• REQUIREMENTS:
Extract each line of the records below that contains the string "shorts", matching case exactly, and copy those lines in their original order.

=== RECORDS FOR THIS TASK ===

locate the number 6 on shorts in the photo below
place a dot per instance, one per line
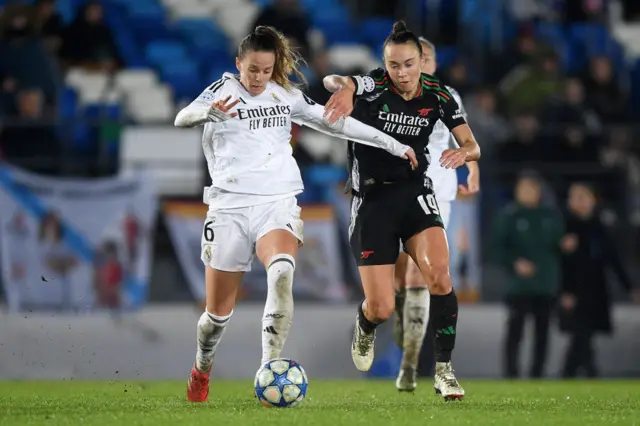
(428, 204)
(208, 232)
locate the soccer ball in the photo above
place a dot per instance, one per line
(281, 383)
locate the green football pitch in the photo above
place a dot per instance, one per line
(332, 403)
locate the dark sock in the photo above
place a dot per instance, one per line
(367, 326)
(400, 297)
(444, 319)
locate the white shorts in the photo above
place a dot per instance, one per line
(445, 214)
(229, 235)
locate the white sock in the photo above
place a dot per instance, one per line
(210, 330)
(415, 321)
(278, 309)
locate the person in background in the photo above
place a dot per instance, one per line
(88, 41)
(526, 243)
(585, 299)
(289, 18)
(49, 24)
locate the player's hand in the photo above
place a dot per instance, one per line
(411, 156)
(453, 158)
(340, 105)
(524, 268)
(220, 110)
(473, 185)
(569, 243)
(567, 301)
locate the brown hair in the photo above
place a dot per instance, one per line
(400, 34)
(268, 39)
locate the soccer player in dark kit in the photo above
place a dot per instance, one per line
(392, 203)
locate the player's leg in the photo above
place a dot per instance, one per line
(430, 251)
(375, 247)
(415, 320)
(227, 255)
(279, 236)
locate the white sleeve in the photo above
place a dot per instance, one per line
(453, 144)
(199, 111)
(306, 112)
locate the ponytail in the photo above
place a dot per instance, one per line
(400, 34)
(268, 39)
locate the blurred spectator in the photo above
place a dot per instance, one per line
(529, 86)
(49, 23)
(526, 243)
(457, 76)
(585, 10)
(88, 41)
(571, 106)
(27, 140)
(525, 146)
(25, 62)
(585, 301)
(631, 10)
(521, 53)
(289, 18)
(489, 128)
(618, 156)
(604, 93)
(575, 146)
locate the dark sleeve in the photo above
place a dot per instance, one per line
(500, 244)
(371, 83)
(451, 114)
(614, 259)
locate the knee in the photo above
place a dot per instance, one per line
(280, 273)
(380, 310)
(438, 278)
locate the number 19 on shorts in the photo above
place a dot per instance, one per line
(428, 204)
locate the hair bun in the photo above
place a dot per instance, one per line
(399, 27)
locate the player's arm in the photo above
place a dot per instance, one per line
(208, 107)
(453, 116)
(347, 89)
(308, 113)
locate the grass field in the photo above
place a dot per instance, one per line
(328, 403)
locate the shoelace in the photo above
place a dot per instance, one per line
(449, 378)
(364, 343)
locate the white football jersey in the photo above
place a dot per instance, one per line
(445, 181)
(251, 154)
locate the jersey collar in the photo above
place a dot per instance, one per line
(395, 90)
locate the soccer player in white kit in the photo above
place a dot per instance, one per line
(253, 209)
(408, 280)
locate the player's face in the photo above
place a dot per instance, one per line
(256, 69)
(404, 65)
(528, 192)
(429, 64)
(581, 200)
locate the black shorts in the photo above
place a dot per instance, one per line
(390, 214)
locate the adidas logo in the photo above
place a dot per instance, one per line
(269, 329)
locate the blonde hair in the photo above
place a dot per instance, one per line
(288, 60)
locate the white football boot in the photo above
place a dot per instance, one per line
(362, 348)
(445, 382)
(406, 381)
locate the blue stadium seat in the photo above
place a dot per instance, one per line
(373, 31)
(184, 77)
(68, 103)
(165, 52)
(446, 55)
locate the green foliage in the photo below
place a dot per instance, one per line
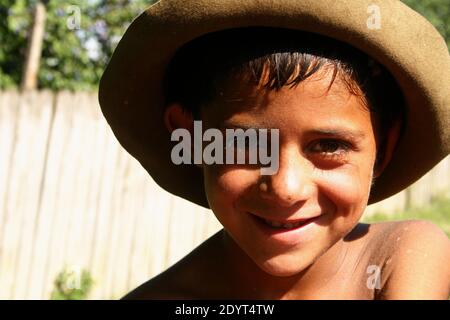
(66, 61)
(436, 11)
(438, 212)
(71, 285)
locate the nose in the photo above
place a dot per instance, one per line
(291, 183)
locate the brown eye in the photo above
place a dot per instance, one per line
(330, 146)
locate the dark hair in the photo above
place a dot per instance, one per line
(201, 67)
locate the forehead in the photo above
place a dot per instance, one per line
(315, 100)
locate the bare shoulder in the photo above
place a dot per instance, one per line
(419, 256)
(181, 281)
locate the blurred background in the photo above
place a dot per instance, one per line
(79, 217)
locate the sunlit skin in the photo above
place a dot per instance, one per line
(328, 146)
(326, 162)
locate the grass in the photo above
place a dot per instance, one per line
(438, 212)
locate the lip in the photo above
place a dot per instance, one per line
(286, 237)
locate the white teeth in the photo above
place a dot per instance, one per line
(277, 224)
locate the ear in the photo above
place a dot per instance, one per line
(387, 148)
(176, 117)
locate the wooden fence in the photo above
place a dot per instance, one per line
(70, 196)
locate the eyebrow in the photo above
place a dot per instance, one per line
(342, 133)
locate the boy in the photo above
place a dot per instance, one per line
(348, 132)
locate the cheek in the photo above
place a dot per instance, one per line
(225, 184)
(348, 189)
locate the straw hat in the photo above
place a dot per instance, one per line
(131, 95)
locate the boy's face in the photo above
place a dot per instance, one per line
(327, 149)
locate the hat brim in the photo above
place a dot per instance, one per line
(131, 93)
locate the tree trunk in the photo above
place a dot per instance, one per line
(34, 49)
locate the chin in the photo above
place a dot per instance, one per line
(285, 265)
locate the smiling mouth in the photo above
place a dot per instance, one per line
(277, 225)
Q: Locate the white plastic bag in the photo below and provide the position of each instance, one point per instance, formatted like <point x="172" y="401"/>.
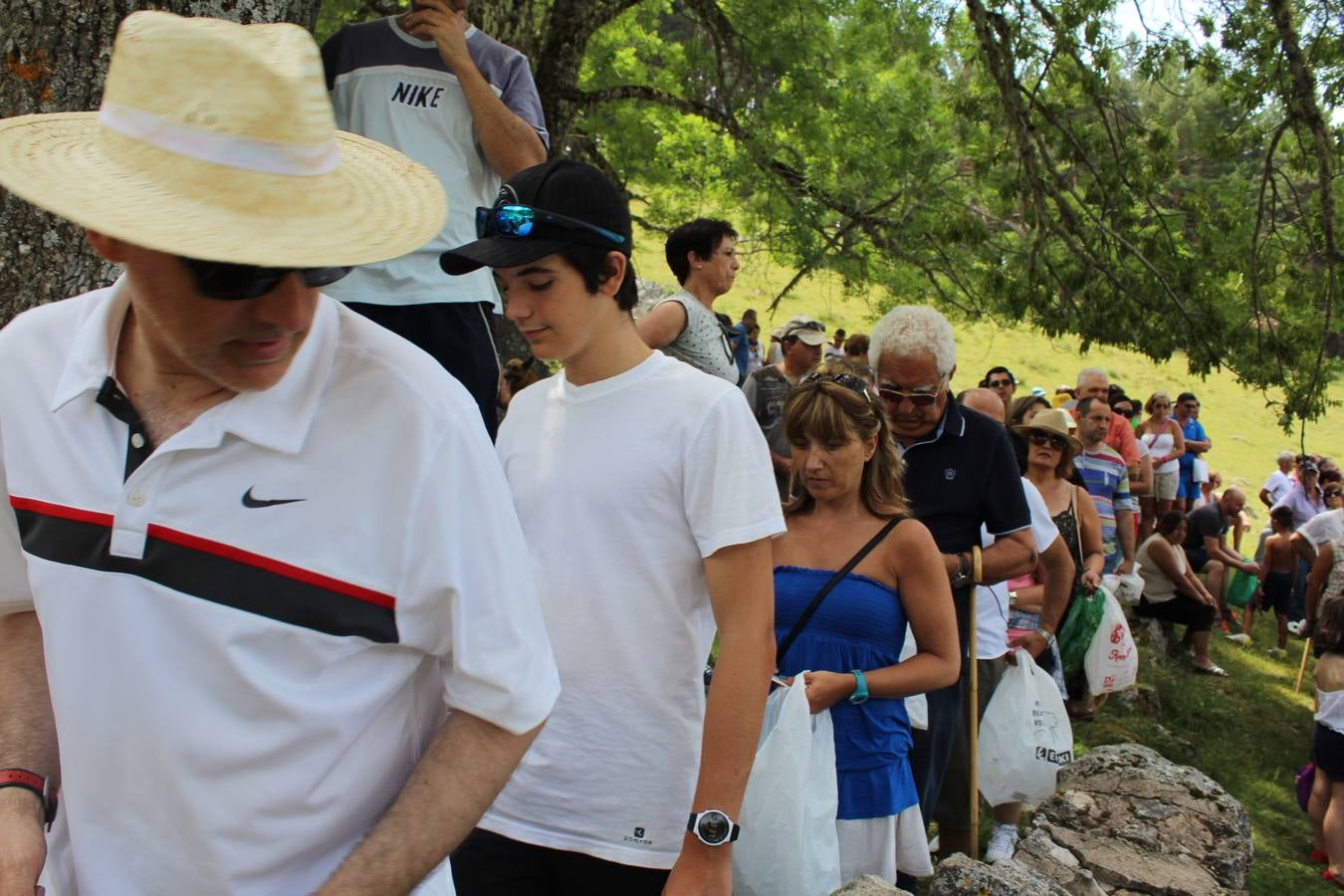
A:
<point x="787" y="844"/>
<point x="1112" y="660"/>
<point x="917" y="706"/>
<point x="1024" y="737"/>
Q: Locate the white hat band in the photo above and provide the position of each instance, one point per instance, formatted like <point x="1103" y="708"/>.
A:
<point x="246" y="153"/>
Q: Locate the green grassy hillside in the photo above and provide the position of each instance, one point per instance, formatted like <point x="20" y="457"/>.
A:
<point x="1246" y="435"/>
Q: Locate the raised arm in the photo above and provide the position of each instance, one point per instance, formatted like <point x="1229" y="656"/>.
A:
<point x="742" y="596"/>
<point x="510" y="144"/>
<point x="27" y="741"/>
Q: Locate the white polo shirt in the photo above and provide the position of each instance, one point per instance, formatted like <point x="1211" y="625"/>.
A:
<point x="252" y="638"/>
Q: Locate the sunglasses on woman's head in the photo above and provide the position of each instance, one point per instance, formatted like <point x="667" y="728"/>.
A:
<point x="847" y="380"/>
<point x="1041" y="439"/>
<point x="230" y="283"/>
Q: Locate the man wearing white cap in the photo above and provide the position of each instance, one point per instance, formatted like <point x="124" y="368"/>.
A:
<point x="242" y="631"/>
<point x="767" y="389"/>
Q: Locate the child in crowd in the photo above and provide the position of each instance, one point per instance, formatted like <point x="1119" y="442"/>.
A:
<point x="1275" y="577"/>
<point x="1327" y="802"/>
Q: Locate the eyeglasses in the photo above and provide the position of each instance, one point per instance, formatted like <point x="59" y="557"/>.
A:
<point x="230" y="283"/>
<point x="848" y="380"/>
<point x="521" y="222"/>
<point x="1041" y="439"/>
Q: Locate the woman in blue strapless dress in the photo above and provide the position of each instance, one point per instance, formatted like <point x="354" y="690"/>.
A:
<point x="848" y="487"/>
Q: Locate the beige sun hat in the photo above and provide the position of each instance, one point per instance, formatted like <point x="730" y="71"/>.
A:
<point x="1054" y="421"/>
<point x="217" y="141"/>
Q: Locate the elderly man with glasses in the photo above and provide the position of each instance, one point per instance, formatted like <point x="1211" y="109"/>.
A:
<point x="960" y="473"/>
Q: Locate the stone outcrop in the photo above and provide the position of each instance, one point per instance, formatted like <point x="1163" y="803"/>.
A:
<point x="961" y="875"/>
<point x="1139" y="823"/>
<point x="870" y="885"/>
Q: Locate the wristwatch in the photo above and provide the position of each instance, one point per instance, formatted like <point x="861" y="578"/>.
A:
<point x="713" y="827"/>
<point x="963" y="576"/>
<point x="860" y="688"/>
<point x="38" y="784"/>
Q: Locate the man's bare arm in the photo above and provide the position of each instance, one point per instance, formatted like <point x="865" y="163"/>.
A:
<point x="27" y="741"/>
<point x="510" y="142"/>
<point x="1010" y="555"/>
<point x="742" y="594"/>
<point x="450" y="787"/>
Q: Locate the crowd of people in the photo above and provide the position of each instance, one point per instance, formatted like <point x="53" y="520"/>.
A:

===
=== RECORDS FOR THIS TASK ===

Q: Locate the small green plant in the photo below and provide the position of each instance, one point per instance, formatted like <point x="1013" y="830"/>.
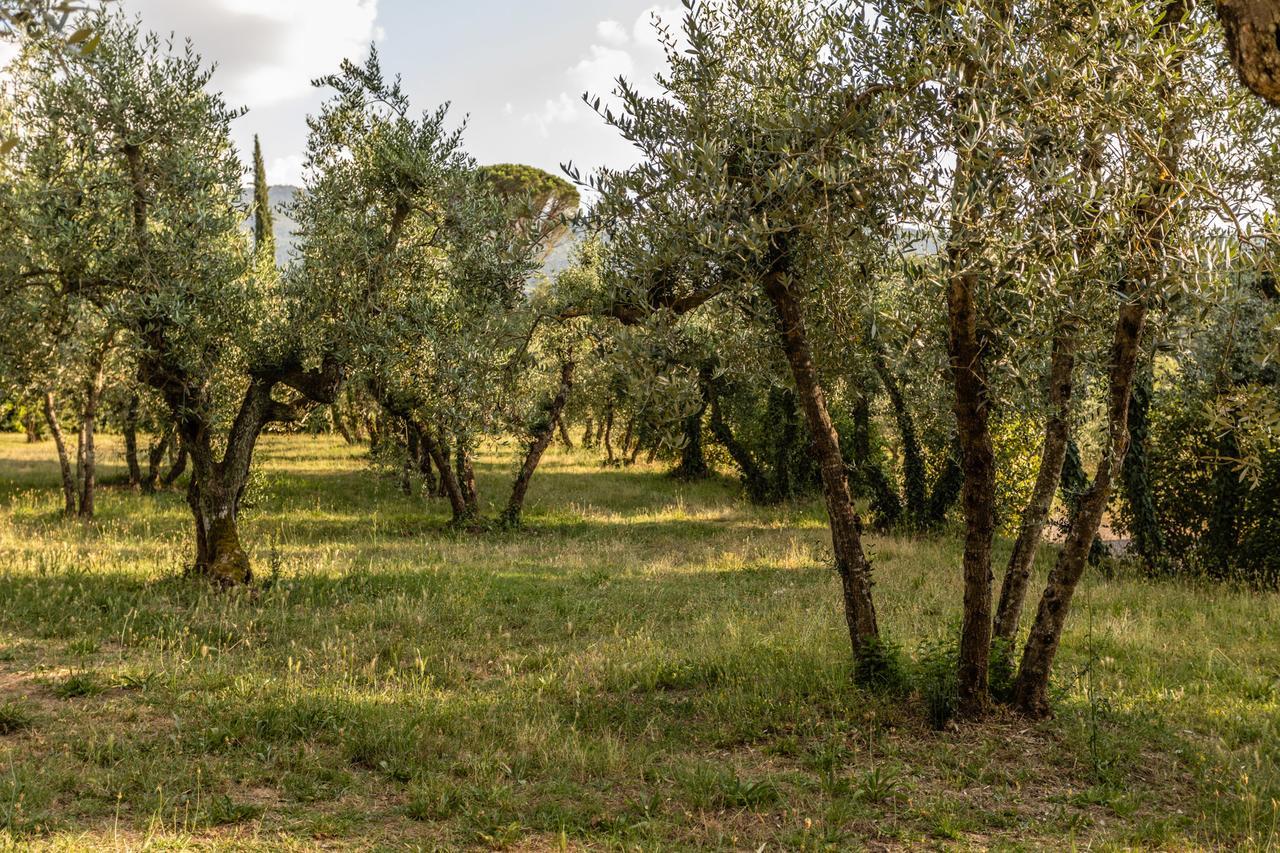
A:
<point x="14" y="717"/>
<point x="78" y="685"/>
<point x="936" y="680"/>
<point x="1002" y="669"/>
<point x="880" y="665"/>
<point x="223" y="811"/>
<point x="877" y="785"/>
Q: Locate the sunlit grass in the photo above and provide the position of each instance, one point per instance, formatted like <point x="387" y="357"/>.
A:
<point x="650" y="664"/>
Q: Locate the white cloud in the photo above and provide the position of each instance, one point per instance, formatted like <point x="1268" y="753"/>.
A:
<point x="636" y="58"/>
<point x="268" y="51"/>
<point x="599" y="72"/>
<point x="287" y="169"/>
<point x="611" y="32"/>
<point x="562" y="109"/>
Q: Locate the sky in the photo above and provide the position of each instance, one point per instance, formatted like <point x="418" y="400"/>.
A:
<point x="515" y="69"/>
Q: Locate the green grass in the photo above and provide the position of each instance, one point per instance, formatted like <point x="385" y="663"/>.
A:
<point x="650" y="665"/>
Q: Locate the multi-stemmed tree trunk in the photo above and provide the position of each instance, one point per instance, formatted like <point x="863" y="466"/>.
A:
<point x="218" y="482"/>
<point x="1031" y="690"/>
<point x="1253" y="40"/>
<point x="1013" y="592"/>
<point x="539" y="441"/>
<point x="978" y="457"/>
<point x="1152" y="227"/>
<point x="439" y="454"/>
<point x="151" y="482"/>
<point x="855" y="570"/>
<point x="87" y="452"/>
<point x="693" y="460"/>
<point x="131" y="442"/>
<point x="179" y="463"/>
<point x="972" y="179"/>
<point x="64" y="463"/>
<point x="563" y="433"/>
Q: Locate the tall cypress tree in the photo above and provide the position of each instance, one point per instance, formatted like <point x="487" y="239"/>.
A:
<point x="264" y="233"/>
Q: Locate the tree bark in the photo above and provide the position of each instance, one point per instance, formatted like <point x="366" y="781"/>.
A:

===
=== RECORDS FOR THIS TASK ===

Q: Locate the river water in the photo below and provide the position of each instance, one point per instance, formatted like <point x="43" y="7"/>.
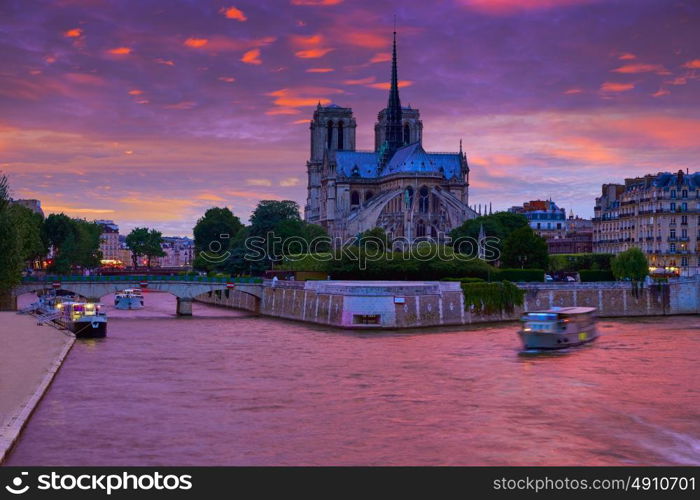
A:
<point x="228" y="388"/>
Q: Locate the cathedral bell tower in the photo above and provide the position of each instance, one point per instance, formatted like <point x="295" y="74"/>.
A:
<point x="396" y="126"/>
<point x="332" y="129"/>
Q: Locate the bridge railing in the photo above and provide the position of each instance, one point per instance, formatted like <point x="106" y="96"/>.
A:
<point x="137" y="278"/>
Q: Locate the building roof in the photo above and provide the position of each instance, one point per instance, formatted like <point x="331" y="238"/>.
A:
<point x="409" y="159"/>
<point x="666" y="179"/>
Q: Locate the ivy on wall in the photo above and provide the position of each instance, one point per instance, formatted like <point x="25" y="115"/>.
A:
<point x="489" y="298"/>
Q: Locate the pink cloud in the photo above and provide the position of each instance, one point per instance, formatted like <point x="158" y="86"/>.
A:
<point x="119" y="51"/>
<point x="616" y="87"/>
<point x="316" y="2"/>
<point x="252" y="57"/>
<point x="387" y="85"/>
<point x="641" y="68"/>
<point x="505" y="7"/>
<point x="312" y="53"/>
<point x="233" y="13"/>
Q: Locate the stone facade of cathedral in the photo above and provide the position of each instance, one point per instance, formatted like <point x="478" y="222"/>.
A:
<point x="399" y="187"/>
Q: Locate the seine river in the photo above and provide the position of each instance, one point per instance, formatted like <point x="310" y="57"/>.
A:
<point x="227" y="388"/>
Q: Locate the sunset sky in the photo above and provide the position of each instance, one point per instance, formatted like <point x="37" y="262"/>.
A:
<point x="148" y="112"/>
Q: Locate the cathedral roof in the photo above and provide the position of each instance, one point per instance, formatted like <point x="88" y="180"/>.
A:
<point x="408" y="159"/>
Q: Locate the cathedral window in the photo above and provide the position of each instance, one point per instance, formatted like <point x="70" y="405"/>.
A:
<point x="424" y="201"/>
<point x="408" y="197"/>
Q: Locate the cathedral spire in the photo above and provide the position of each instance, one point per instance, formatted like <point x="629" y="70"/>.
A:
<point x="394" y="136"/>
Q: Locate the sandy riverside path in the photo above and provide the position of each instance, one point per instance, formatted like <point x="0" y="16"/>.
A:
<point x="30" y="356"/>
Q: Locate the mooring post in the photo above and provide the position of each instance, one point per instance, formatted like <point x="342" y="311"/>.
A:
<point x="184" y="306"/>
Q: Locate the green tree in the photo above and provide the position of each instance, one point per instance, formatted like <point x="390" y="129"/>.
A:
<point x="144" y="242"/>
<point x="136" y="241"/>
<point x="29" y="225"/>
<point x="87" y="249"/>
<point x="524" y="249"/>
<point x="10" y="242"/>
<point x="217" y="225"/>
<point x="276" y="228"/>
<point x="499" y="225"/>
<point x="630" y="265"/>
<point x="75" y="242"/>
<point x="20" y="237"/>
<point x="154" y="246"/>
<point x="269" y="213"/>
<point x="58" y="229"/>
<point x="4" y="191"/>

===

• RESPONSE TO THE EXERCISE:
locate the number 6 on shorts in the photo below
locate the white shorts in the photo above
locate the number 19 on shorts in the photo above
locate the black shorts in the photo above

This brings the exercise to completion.